Requirement =>
Go through the listing below from its first line and repeat each line exactly, ending at the line containing "1024 706 L 1186" and including it.

Recorded information =>
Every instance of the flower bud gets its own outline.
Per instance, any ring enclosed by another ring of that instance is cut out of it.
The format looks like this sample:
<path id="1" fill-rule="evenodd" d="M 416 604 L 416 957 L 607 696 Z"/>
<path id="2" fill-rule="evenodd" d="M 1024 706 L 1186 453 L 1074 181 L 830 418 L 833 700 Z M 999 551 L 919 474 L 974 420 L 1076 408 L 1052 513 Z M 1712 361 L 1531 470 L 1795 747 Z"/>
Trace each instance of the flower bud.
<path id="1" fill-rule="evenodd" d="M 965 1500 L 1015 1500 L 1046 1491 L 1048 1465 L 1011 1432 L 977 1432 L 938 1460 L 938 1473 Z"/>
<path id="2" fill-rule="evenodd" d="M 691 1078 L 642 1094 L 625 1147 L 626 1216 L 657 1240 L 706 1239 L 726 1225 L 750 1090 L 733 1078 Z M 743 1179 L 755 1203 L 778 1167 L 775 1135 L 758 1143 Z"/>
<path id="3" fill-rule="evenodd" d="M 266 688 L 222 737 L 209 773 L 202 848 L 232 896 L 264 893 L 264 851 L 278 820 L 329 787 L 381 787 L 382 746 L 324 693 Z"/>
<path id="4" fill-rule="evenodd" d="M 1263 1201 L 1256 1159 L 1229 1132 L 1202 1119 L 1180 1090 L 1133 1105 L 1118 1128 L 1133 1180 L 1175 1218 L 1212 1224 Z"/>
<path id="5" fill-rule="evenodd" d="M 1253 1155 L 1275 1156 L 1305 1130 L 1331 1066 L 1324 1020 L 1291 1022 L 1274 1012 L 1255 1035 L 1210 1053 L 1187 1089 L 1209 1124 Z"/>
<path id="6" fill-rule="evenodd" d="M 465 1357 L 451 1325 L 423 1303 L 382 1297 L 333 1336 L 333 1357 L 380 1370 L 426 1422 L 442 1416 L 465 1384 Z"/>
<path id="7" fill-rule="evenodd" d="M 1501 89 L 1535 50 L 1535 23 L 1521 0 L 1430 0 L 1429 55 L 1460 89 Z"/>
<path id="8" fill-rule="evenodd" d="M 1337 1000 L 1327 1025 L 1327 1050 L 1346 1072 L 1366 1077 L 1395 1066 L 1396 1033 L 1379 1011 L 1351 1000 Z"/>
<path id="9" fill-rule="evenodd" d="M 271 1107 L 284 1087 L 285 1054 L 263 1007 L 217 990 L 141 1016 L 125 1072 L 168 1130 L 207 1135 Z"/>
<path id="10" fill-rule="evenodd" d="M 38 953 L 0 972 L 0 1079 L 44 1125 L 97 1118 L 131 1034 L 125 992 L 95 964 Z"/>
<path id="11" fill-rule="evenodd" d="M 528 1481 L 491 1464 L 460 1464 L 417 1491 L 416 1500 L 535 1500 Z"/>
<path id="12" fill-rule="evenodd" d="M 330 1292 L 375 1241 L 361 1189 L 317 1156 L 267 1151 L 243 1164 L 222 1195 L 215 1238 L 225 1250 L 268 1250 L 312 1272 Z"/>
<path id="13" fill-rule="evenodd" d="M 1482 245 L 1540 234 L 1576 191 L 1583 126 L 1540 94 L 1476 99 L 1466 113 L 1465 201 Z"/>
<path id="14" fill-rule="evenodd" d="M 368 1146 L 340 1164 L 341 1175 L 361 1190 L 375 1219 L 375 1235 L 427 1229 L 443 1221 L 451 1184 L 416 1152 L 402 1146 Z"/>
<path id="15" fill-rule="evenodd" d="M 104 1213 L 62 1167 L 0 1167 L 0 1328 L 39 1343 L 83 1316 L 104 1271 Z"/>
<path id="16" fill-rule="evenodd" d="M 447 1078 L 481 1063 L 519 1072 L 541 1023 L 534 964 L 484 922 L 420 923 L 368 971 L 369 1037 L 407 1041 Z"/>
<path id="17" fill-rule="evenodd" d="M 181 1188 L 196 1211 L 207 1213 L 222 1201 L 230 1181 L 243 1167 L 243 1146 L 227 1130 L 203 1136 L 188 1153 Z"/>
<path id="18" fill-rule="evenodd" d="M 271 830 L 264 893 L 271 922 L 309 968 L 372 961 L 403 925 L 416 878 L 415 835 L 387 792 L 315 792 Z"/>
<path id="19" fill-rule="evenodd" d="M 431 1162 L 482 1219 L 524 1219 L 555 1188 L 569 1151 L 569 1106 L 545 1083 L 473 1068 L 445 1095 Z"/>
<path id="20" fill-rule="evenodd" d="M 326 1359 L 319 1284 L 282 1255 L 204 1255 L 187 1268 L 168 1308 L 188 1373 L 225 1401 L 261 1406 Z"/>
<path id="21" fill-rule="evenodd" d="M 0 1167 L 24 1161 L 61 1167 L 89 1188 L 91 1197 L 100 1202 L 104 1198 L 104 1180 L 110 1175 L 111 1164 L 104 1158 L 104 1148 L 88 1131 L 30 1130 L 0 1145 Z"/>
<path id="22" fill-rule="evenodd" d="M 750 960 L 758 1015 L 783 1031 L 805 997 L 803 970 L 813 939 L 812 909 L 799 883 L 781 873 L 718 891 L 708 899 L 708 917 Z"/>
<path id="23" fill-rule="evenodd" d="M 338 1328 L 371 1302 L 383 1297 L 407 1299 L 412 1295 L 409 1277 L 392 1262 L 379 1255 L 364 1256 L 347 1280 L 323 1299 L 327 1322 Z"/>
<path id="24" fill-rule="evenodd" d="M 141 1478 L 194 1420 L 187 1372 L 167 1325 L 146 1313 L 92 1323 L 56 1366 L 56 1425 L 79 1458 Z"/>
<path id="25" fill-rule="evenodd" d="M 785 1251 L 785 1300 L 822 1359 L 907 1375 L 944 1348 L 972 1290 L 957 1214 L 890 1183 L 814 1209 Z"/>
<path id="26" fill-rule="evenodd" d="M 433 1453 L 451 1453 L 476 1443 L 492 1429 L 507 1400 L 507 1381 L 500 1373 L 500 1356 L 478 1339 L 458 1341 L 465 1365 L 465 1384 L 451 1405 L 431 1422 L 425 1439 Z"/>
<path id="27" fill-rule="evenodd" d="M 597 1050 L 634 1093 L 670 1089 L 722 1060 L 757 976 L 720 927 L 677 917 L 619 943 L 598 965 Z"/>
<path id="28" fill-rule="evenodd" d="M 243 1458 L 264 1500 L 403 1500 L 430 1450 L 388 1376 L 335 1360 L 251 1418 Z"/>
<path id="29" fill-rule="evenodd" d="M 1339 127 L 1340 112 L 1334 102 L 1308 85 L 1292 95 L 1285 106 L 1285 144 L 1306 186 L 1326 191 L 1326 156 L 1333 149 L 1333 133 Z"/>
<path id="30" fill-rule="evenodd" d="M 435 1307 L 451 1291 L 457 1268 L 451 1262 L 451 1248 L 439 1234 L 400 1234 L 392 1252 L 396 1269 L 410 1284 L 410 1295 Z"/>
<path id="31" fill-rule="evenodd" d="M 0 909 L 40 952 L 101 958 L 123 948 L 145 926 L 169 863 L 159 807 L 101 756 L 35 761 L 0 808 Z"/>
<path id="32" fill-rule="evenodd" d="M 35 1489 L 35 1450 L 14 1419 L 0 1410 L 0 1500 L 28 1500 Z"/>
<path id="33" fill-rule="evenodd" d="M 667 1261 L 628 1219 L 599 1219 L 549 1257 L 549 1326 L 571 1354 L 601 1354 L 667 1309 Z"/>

Expected answer =>
Every instance of the flower bud gets its own outline.
Per instance, any ring enclosed by another ring of that instance is cut out of it.
The format looks like this sample:
<path id="1" fill-rule="evenodd" d="M 416 604 L 416 957 L 607 696 Z"/>
<path id="2" fill-rule="evenodd" d="M 1024 706 L 1186 453 L 1074 181 L 830 418 L 833 700 Z M 999 551 L 919 474 L 974 420 L 1076 408 L 1052 513 Z M 1712 361 L 1531 470 L 1795 747 Z"/>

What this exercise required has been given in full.